Please gather every line of the records that contains the word "interior" and copy those lines out.

§ Provided data:
****

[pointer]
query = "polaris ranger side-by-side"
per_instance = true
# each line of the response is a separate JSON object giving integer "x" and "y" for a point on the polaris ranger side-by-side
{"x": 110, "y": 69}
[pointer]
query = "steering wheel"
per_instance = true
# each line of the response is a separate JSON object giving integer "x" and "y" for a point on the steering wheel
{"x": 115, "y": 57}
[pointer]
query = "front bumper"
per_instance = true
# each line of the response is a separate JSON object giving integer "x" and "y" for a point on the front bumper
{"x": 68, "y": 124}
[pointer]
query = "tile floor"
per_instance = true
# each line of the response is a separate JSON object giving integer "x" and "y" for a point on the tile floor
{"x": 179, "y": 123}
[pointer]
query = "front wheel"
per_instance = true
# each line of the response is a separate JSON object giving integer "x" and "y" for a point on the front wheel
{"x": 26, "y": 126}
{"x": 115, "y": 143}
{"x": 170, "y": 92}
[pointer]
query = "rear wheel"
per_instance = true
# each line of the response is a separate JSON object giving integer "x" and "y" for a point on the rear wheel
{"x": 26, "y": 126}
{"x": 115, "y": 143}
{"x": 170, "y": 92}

****

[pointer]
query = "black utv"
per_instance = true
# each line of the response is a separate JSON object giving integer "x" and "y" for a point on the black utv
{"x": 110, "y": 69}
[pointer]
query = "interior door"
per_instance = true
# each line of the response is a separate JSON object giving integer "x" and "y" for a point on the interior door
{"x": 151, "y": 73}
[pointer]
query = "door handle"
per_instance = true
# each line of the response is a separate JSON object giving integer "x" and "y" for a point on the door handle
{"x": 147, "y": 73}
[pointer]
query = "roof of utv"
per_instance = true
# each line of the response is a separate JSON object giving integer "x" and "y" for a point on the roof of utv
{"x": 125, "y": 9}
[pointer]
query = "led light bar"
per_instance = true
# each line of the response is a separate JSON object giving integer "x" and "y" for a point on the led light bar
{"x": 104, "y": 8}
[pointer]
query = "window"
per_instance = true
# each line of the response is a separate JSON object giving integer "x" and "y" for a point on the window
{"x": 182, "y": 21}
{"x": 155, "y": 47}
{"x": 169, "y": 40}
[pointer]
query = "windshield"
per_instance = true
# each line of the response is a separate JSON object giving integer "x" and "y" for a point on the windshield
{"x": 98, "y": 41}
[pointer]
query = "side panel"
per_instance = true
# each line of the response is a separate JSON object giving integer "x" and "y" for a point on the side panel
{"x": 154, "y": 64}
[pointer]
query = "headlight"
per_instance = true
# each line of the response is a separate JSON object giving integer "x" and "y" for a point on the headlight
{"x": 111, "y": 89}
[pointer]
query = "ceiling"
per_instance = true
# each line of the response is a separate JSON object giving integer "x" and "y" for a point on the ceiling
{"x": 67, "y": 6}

****

§ Reply:
query = "interior door"
# each line of the response is a separate JSON object giving integer "x" and "y" for a point on the interior door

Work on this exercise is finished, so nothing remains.